[DATASET ROWS start]

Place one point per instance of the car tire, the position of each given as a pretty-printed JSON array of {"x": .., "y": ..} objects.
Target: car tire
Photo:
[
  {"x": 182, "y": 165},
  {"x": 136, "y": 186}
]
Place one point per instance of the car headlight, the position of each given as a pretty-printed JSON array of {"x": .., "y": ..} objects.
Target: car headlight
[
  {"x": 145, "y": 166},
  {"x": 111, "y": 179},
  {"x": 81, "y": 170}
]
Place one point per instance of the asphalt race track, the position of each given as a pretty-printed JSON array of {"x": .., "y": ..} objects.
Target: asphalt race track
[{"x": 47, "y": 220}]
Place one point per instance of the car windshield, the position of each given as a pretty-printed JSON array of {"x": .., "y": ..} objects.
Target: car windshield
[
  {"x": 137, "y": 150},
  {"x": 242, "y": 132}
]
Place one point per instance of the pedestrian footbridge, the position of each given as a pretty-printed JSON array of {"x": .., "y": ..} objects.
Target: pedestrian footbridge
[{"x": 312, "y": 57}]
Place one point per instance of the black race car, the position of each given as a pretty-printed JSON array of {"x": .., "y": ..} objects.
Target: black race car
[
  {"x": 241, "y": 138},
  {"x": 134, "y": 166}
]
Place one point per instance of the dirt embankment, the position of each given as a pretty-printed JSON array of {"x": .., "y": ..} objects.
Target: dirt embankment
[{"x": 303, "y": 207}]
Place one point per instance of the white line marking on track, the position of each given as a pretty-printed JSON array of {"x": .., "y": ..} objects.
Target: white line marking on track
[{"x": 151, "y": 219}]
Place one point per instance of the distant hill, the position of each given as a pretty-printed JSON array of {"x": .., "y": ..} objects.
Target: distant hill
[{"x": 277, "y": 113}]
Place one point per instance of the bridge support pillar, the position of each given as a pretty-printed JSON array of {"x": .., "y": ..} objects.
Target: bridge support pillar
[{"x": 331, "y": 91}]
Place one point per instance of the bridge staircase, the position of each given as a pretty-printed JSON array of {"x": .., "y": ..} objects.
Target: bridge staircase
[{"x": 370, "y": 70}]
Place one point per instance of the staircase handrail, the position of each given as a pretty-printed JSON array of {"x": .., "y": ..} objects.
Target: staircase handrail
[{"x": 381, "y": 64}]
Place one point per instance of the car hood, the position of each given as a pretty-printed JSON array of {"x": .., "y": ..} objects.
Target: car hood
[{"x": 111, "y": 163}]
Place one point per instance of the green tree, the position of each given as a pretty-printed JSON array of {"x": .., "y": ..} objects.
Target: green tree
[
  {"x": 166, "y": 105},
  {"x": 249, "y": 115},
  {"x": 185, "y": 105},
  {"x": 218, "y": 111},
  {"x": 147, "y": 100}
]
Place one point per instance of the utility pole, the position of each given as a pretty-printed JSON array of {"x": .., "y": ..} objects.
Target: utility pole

[DATASET ROWS end]

TASK: Produce an exact copy of all the records.

RESULT:
Place one point per instance of the car tire, the position of each given as a pretty-printed JSON array of {"x": .., "y": ..} objects.
Target: car tire
Photo:
[
  {"x": 182, "y": 165},
  {"x": 136, "y": 186}
]
Place one point per instance of the car headlight, the position of each given as a pretty-printed JSON array of {"x": .., "y": ..} objects.
Target: car headlight
[
  {"x": 145, "y": 166},
  {"x": 111, "y": 179},
  {"x": 81, "y": 170}
]
Place one point per instance of the asphalt race track, the position of each given as a pretty-printed JSON array of {"x": .., "y": ..} objects.
Target: asphalt race track
[{"x": 47, "y": 220}]
Place one point per instance of the car windshield, the position of each given as a pretty-printed JSON array of {"x": .., "y": ..} objects.
Target: car windshield
[
  {"x": 137, "y": 150},
  {"x": 242, "y": 132}
]
Place one point per instance of the pedestrian footbridge, the position of each given as a pretty-printed JSON array of {"x": .., "y": ..} objects.
Target: pedestrian footbridge
[{"x": 312, "y": 57}]
Place one point per instance of the black race car, the position of each given as a pretty-printed JSON array of {"x": .., "y": ..} objects.
Target: black race car
[
  {"x": 241, "y": 138},
  {"x": 134, "y": 166}
]
Place one point per instance of the dirt embankment, the position of each given as a pretty-printed JSON array of {"x": .., "y": ..} objects.
Target: dirt embankment
[{"x": 303, "y": 207}]
Place one point per instance of the white line marking on track, the position of each given as a pretty-printed JSON array of {"x": .., "y": ..} objects.
Target: white line marking on track
[{"x": 151, "y": 219}]
Place one point per instance of the distant hill, the position of each given as a pretty-printed JSON array of {"x": .., "y": ..} objects.
Target: distant hill
[{"x": 277, "y": 113}]
Place one point per instance of the bridge support pillar, the position of each given as a pretty-printed JSON array of {"x": .., "y": ..} objects.
Target: bridge support pillar
[{"x": 331, "y": 91}]
Place one point per instance of the bridge staircase, the position of each given as a pretty-printed JSON array of {"x": .., "y": ..} objects.
Target: bridge staircase
[{"x": 370, "y": 70}]
Place one point per instance of the staircase handrail, the position of each given as a pretty-printed JSON array of {"x": .., "y": ..} objects.
Target: staircase handrail
[{"x": 381, "y": 64}]
Place one point per instance of the car hood, the position of each given as a pretty-printed JSON array of {"x": .., "y": ..} objects.
Target: car hood
[{"x": 111, "y": 163}]
Place one point per instance of the green tree, the position of each given as a pretty-printed JSON array of {"x": .., "y": ..} objects.
Target: green tree
[
  {"x": 166, "y": 105},
  {"x": 249, "y": 115},
  {"x": 185, "y": 105},
  {"x": 218, "y": 111},
  {"x": 147, "y": 100}
]
Place one point per instance of the utility pole, the position of each given as a pretty-printed JSON array of {"x": .., "y": ..} objects.
Target: utility pole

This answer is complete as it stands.